- **What needs to be done**
Give back exactly the lines from the one containing "the metal crowd" through the end of the records, including both, and no others.
####################
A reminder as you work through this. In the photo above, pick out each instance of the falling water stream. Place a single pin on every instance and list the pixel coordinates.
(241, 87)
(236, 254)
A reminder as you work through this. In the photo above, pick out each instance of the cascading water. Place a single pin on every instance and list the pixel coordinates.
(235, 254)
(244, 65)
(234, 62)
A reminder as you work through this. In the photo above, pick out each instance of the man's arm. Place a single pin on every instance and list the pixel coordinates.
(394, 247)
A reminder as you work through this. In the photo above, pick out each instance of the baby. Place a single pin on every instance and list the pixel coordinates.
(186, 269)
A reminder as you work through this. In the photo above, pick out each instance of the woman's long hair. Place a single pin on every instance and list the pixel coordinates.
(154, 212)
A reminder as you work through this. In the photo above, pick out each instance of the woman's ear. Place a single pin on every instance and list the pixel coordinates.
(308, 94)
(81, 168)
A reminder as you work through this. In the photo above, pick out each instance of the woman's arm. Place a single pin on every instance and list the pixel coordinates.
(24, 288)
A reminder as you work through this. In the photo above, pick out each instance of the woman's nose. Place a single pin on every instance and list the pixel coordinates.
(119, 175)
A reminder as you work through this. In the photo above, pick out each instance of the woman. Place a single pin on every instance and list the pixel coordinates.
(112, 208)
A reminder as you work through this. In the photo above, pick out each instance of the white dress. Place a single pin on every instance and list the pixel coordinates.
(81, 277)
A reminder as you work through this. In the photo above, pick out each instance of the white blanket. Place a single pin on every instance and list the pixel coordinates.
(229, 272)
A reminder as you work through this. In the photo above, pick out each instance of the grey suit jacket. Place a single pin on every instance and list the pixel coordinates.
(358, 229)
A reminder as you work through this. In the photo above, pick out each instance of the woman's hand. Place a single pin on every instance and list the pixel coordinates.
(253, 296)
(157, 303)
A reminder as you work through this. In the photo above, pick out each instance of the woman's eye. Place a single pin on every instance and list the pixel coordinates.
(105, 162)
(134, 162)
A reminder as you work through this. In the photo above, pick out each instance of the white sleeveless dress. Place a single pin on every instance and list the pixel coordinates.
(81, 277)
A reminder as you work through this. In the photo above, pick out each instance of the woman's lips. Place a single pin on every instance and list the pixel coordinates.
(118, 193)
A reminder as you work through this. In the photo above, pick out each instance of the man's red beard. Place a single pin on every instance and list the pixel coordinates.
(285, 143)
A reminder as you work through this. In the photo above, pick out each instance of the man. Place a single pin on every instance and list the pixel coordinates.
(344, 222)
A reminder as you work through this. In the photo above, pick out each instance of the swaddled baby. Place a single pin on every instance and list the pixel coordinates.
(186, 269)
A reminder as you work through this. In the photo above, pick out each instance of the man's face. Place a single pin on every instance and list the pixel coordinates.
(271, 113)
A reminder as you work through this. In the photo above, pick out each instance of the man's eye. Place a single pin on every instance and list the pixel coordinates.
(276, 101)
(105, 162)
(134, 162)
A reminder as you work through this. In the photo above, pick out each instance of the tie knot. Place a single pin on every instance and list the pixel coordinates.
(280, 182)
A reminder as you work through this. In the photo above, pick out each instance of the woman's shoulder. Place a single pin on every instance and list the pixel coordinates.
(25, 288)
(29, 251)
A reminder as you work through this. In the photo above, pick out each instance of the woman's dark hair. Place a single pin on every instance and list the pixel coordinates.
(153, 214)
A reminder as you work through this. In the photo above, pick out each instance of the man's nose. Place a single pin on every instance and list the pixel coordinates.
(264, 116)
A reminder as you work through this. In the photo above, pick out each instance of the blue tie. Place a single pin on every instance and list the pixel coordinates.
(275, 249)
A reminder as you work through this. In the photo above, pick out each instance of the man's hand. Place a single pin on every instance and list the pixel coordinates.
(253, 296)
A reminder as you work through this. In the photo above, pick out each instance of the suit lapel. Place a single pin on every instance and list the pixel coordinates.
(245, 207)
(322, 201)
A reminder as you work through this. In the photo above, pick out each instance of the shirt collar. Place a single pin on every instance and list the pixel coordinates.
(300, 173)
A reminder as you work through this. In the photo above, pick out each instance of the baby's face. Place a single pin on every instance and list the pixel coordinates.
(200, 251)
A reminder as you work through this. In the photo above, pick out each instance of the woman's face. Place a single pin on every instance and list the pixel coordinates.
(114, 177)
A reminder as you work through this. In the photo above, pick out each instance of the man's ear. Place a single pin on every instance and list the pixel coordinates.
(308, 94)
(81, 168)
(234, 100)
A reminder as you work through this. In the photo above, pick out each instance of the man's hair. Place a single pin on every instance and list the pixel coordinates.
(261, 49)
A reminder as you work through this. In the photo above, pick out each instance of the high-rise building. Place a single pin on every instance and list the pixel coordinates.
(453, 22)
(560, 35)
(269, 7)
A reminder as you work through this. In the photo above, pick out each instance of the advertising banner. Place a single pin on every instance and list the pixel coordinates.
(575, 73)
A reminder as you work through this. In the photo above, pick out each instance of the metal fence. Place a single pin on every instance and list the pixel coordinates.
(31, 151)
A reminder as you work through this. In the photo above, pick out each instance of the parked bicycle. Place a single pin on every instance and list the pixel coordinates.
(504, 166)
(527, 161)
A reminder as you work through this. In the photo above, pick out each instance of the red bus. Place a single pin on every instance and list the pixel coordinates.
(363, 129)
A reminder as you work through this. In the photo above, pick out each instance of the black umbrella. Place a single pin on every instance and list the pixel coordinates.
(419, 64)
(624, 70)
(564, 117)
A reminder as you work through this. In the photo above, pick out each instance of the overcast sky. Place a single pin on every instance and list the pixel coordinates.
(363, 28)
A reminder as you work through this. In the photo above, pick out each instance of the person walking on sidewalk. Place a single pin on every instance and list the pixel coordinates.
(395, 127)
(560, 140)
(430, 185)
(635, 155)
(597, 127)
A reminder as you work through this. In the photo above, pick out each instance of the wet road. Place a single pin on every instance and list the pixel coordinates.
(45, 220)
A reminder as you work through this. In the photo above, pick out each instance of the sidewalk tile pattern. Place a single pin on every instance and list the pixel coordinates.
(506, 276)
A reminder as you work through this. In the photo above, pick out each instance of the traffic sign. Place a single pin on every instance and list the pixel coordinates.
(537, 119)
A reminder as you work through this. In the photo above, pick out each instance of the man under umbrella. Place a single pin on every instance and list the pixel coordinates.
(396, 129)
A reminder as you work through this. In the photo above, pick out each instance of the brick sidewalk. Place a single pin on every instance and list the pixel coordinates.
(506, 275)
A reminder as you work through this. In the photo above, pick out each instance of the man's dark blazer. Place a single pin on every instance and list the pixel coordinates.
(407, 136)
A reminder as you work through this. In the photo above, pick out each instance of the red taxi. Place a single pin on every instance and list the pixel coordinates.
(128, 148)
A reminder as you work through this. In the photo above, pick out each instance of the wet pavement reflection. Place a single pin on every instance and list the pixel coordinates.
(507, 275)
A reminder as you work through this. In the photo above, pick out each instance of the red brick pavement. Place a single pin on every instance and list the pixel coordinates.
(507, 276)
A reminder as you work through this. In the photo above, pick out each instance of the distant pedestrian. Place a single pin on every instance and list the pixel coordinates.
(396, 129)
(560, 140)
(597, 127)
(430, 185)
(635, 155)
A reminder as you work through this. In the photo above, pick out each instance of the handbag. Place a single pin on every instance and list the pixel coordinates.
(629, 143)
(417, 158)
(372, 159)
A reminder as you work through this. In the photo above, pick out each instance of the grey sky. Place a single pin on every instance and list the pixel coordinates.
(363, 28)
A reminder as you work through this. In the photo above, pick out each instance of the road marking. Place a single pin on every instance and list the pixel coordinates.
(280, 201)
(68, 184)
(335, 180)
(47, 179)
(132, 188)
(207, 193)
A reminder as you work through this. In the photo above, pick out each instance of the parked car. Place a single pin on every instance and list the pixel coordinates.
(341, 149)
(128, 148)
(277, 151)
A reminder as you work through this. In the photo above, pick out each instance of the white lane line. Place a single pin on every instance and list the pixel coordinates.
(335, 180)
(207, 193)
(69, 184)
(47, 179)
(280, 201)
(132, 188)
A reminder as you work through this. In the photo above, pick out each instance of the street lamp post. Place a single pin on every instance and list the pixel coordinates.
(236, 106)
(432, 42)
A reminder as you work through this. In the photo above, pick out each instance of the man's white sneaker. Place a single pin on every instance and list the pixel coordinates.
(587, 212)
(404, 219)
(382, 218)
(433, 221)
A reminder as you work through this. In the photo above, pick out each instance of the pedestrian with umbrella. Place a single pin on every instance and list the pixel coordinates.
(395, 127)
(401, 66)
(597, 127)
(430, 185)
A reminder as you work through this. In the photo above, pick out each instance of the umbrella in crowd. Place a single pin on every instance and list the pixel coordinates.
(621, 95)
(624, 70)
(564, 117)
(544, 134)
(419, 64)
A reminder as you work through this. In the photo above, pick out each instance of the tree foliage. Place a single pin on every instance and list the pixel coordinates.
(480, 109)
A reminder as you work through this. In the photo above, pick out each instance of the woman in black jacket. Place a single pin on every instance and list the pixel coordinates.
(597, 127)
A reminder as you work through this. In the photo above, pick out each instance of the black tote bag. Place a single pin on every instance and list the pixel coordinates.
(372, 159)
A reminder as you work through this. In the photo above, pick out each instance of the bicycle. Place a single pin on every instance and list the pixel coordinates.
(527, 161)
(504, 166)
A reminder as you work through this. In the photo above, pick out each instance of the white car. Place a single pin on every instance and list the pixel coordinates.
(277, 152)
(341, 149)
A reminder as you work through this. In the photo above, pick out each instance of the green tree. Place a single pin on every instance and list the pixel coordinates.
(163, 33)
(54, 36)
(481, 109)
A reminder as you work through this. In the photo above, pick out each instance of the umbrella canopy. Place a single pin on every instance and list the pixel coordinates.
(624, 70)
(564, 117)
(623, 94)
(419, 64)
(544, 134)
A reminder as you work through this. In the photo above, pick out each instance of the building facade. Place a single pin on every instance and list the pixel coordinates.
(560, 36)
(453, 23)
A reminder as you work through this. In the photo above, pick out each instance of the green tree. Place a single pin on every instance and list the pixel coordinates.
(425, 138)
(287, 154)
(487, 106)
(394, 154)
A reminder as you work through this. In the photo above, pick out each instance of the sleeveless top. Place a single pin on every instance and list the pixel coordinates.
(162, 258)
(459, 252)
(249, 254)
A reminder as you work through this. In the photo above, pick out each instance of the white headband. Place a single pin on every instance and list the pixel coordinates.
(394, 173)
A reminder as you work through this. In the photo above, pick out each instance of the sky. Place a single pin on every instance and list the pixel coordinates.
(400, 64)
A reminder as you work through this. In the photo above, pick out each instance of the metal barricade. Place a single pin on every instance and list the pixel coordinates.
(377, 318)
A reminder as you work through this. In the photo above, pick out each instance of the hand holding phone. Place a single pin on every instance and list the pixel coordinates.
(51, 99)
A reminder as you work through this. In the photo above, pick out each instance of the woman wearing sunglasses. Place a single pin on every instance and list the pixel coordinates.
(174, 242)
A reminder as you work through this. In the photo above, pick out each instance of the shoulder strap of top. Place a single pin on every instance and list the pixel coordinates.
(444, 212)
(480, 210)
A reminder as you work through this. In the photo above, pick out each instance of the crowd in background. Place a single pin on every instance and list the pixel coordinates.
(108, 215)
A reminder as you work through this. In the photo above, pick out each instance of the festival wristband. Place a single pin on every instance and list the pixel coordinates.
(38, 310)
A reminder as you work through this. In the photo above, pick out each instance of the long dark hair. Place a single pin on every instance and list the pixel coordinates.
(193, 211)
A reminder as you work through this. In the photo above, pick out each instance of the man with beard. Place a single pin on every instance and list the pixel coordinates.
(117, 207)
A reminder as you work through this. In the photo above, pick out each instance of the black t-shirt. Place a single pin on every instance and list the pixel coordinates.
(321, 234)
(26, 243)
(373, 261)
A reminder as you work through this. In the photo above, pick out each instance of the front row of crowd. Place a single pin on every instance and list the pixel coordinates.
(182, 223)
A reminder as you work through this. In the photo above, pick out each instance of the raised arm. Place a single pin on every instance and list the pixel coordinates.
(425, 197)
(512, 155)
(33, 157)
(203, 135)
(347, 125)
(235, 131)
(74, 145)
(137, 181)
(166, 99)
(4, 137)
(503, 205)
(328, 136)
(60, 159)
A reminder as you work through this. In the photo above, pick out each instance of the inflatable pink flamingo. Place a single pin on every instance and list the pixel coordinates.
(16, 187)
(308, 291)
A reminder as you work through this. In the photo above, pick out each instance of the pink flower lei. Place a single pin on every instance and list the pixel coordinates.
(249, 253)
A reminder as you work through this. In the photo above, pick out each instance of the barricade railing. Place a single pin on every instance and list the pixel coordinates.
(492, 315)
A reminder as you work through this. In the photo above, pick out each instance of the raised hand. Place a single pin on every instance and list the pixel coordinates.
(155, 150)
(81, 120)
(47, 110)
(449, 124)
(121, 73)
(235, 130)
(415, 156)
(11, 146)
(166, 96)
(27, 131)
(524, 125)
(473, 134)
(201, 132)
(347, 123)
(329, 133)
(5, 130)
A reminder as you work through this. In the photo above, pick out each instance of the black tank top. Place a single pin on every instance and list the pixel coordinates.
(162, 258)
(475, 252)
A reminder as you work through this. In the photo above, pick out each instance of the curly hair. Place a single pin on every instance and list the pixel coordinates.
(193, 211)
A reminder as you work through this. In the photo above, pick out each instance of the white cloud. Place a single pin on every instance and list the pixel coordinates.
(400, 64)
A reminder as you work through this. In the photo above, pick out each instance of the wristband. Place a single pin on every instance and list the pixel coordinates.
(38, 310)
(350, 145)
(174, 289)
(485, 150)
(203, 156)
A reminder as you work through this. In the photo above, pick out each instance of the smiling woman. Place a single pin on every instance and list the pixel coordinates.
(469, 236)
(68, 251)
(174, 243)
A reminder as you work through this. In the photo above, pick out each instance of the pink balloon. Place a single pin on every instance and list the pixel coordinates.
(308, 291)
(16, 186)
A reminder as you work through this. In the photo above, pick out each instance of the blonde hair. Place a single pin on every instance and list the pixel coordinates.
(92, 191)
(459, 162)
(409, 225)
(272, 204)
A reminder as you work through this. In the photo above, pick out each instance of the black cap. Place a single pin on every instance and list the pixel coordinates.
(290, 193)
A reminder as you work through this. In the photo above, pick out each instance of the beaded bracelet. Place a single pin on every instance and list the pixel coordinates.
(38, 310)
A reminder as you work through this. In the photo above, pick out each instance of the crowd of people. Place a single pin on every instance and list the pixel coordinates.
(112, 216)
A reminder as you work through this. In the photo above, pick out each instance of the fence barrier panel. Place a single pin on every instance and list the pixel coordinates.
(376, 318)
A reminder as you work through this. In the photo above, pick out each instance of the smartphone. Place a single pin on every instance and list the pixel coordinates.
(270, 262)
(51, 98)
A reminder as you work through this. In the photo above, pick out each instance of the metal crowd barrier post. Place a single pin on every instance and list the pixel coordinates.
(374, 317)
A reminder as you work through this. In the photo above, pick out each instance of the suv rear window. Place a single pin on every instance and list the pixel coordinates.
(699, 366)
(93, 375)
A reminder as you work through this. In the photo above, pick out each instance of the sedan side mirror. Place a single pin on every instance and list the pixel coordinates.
####################
- **Result**
A reminder as you work through this. In the photo above, pick out each instance of the metal crowd barrier post. Place a single pin on every instance and list the pixel coordinates.
(374, 317)
A reminder as you work through this. In the photo above, pick out each instance of the suv rear window. Place a single pin on every instance and list the pixel coordinates.
(699, 366)
(93, 375)
A reminder as you work through this. In the photo above, pick out each instance of the sedan side mirror. Place a single pin on every instance and list the pixel coordinates.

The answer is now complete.